Objectif 1 – D'après l'article sur la crise entre la RDC et le Rwanda, à quelle date Goma est-elle tombée ?
Objectif 2 – Dans l'article sur la crise entre la RDC et le Rwanda, reprenez sans rien changer le passage de « Des soldats du » à « Mwisha / AFP) ».

RDC-Rwanda : Paul Kagamé, un Bismarck africain ?

par Pierre Benoit |  publié le 07/02/2025

Le président rwandais a ramené la paix civile et redressé son pays victime de génocide pour le transformer en une puissance régionale impérieuse. Mais ses ambitions commencent à inquiéter l’Afrique.

Des soldats du M23 sont vus alors qu'une foule se rassemble au Stade de l'Unité à Goma le 6 février 2025. Le M23, soutenu par le Rwanda, a convoqué jeudi sa première réunion publique depuis la prise de la ville congolaise de Goma après des affrontements meurtriers. (Photo Jospin Mwisha / AFP)

Après la chute de Goma, le 28 janvier, les rebelles du M23, toujours appuyés par les forces rwandaises, ont poursuivi leur offensive vers le sud. Ils se sont approchés de la frontière du Burundi sans pour autant s’emparer de Bukavu, la capitale provinciale du Sud-Kivu.

Au-delà de la crise opposant la République Démocratique du Congo au Rwanda, la crainte d’un embrasement régional a précipité une mobilisation diplomatique sans précédent du sous-continent africain. Pas moins de 24 chefs d’états se réunissent samedi 8 février dans la capitale tanzanienne, soit la totalité des États de l’Afrique de l’Est (EAC) et ceux de la Communauté de développement de l’Afrique australe (SADC).

Le Sommet de Dar el Salam est peut- être le dernier où l’on verra le président congolais Etienne Tshisekedi côte à côte avec le Rwandais Paul Kagamé. Le conflit qui oppose les rebelles tutsis du M23 au gouvernement de Kinshasa dure depuis 16 ans, il ravage l’Est congolais. A l’origine de cette crise, le soutien apporté par le Rwanda aux miliciens du M23, assez vite transformé en une organisation « proxy » du régime de Kigali. Pour la prise de Goma, on a même repéré des soldats rwandais appartenant aux forces spéciales.

Au lendemain de la chute du régime hutu génocidaire du président Habyarimana (1994), les débris de son armée réfugiés dans l’est du Congo ont lancé la milice des FDLR pour reprendre le pouvoir à Kigali. Au tournant des années 2000, aucun pays de la région ne critiquait Paul Kagamé, le nouvel homme fort du Rwanda, qui voulait se prémunir contre cette menace de revanche de la part d’anciens soldats qui avaient encadré une purification ethnique en tuant quelque 800.000 tutsis.

Un quart de siècle plus tard, le regard a changé. Paul Kagamé n’est plus le chef des rebelles tutsis du FPR balayant un pouvoir qui a déclenché le dernier génocide du XXème siècle. Il porte des costumes de type occidental et dans les conférences internationales, on reconnaît facilement sa silhouette longiligne, ses yeux intenses, ses phrases précises en anglais comme en français.

Le président Kagamé est parvenu à redresser un pays qui sortait de l’enfer. Il veut refonder une nation sur la mémoire du génocide, après avoir cherché à cicatriser les plaies en instaurant un dialogue inédit entre bourreaux et victimes : cette justice de réconciliation s’est traduite par plus d’un million de jugements à travers le pays. Une saga judiciaire et humaine qui apparait dans les romans de l’écrivain et rappeur franco-rwandais Gaël Faye.

Extrait des données –
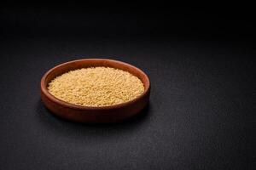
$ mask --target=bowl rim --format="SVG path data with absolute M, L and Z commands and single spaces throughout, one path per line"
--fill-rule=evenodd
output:
M 71 104 L 71 103 L 68 103 L 68 102 L 66 102 L 66 101 L 63 101 L 63 100 L 61 100 L 61 99 L 57 99 L 56 97 L 52 95 L 48 91 L 45 81 L 46 81 L 47 76 L 53 71 L 58 69 L 59 67 L 61 67 L 62 65 L 69 65 L 69 64 L 74 63 L 74 62 L 84 61 L 84 60 L 87 60 L 87 61 L 90 61 L 90 60 L 104 60 L 104 61 L 107 61 L 107 62 L 119 63 L 119 64 L 124 65 L 125 66 L 131 67 L 134 70 L 136 70 L 137 72 L 139 72 L 140 74 L 143 75 L 146 77 L 146 82 L 147 82 L 146 84 L 148 84 L 148 86 L 146 86 L 145 83 L 143 82 L 143 86 L 144 86 L 144 91 L 139 96 L 137 96 L 137 98 L 135 98 L 131 100 L 129 100 L 129 101 L 126 101 L 126 102 L 124 102 L 124 103 L 121 103 L 121 104 L 113 105 L 99 106 L 99 107 L 97 107 L 97 106 L 84 106 L 84 105 L 78 105 Z M 114 68 L 114 67 L 113 67 L 113 68 Z M 57 103 L 58 105 L 61 105 L 62 107 L 72 108 L 72 109 L 75 109 L 75 110 L 109 110 L 109 109 L 119 109 L 119 108 L 123 108 L 125 106 L 130 105 L 131 105 L 133 103 L 136 103 L 137 101 L 140 100 L 144 96 L 146 96 L 150 91 L 150 86 L 151 86 L 150 85 L 150 81 L 149 81 L 149 78 L 148 78 L 148 75 L 143 71 L 142 71 L 141 69 L 139 69 L 139 68 L 137 68 L 137 67 L 136 67 L 136 66 L 134 66 L 131 64 L 123 62 L 123 61 L 110 60 L 110 59 L 99 59 L 99 58 L 75 60 L 71 60 L 71 61 L 67 61 L 67 62 L 65 62 L 65 63 L 61 63 L 61 64 L 57 65 L 54 66 L 53 68 L 49 69 L 46 73 L 44 73 L 44 75 L 41 78 L 41 93 L 43 93 L 49 99 L 50 99 L 51 101 L 53 101 L 55 103 Z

Résultat attendu 1 – Le 28 janvier.

Résultat attendu 2 –
Des soldats du M23 sont vus alors qu'une foule se rassemble au Stade de l'Unité à Goma le 6 février 2025. Le M23, soutenu par le Rwanda, a convoqué jeudi sa première réunion publique depuis la prise de la ville congolaise de Goma après des affrontements meurtriers. (Photo Jospin Mwisha / AFP)